* **Point-per-instance localization data**:

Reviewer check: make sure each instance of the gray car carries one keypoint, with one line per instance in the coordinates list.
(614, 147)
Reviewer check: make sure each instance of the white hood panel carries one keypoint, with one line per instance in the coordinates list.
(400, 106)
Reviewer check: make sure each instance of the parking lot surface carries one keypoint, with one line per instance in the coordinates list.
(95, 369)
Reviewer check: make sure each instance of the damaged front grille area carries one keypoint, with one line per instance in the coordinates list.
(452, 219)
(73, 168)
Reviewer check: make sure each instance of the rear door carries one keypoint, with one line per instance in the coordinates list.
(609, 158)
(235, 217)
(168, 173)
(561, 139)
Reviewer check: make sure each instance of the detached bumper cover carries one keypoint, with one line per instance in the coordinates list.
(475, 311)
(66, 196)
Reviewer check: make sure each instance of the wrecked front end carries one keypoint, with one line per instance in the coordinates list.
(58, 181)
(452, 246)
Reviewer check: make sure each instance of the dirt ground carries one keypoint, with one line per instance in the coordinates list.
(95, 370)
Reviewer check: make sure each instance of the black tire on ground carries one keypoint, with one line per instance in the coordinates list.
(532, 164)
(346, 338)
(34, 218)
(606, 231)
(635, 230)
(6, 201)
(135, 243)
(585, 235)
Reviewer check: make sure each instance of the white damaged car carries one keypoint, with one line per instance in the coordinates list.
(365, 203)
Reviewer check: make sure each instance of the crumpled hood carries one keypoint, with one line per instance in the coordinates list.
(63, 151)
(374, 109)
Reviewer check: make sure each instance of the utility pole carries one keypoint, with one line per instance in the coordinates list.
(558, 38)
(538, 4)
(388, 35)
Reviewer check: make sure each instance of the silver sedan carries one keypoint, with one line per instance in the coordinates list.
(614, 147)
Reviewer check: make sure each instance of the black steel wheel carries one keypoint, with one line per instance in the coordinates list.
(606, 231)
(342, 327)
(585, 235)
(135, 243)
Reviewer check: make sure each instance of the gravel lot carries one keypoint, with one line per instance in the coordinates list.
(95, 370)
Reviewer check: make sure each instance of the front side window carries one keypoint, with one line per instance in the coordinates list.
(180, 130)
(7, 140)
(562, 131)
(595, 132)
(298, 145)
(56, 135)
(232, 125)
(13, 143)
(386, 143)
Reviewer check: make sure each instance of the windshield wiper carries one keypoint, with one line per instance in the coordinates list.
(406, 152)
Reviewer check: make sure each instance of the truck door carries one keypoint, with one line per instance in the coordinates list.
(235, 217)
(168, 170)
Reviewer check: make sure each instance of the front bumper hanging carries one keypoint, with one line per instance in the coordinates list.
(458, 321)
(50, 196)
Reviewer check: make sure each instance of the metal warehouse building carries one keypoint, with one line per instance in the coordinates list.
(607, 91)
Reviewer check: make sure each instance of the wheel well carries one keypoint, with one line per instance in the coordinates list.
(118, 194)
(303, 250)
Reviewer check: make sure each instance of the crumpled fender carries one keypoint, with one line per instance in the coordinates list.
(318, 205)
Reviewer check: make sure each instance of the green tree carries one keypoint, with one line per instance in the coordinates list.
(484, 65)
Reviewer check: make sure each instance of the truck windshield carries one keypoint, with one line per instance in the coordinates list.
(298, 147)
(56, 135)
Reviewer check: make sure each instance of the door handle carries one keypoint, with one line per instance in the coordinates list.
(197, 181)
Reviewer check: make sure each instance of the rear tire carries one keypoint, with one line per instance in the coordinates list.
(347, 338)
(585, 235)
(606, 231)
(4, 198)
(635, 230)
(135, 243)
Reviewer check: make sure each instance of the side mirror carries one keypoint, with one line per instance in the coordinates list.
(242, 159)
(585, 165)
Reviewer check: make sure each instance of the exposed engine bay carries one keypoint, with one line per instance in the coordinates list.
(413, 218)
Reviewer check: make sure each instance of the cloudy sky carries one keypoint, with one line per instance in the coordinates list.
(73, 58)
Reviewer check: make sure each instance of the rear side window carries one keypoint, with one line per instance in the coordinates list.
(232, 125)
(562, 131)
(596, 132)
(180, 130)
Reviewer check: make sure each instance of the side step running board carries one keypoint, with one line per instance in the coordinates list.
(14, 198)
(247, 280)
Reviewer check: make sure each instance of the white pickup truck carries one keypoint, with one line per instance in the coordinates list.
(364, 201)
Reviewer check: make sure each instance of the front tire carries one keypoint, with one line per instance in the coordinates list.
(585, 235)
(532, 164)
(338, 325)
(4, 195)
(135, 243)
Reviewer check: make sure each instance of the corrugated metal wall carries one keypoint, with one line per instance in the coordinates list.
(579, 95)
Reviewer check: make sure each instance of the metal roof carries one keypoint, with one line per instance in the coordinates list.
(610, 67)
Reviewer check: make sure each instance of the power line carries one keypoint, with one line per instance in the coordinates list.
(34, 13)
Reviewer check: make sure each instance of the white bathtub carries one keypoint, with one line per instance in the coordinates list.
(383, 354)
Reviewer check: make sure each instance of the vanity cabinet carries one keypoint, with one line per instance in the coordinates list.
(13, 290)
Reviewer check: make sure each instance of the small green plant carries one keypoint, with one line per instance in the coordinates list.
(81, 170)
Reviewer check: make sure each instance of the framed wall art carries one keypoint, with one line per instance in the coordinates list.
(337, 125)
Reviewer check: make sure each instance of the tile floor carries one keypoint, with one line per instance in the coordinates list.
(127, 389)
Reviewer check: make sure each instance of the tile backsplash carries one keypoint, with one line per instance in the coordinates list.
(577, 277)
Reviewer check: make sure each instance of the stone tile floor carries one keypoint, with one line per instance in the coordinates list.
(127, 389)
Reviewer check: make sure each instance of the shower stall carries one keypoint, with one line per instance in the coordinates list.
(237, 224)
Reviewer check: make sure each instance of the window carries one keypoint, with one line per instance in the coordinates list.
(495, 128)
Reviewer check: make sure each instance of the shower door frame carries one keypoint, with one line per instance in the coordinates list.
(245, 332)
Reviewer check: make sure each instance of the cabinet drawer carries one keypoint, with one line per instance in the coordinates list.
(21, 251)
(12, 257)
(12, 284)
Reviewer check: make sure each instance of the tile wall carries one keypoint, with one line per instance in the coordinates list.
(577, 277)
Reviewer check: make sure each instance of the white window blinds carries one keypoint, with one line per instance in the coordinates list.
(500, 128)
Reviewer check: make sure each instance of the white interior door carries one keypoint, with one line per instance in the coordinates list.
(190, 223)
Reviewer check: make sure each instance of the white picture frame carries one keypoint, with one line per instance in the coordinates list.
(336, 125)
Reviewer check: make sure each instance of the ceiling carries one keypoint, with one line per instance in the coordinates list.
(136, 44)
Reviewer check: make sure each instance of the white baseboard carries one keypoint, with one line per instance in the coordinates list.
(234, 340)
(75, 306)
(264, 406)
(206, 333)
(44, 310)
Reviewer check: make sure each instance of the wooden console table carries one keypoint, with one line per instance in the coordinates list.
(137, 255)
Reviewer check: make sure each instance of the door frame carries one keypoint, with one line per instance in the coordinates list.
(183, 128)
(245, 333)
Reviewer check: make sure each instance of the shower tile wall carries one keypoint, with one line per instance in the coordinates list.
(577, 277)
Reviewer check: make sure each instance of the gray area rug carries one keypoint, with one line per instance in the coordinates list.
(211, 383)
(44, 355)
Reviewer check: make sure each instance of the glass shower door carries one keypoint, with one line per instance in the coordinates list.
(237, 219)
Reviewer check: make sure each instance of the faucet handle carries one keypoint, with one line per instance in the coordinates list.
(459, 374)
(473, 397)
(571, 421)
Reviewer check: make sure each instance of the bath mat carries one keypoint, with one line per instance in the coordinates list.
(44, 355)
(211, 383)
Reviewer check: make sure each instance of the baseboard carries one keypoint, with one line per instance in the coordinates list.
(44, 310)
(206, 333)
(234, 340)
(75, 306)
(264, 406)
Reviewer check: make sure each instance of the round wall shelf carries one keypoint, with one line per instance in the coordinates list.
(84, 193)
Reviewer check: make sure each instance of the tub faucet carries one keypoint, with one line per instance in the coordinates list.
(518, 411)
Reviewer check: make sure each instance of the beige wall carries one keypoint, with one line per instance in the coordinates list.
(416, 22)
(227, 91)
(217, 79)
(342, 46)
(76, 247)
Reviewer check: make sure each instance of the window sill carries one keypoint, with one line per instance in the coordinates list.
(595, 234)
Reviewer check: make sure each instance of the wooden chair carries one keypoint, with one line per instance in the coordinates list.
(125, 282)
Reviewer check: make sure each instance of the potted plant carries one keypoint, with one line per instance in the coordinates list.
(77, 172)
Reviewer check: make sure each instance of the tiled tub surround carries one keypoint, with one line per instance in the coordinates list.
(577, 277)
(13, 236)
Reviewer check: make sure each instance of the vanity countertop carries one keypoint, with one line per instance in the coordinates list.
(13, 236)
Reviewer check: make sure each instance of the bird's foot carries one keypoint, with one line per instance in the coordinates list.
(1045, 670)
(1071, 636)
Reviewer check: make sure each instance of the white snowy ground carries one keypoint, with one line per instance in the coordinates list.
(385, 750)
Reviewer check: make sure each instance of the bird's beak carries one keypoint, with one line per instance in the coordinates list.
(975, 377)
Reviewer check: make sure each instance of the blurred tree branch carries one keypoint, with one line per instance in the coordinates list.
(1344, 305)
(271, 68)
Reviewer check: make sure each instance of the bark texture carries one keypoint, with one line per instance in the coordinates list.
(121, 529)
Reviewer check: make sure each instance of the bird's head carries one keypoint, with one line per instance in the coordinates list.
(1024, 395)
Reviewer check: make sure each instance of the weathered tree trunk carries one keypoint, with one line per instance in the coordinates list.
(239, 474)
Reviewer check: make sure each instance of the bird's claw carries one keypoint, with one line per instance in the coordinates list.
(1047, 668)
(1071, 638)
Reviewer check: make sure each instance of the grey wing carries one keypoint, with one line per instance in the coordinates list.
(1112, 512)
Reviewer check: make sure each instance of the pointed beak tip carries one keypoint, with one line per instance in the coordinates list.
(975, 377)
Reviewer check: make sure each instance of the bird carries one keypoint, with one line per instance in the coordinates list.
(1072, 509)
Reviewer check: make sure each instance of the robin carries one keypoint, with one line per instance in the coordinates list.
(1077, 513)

* **AIM OF THE EXERCISE**: May I have exactly the lines from the one containing "Reviewer check: make sure each instance of the pointed" through the last line of the data, both included?

* **OUTPUT BELOW**:
Reviewer check: make sure each instance of the pointed beak tip carries one keypoint, with one line per instance in the coordinates list.
(975, 377)
Reviewer check: make sure each instance of the bird carries one keypoint, with one line per instance in the coordinates list.
(1072, 509)
Reviewer check: make sure each instance of the robin carries one keypoint, with one line per instance in the coordinates list.
(1077, 513)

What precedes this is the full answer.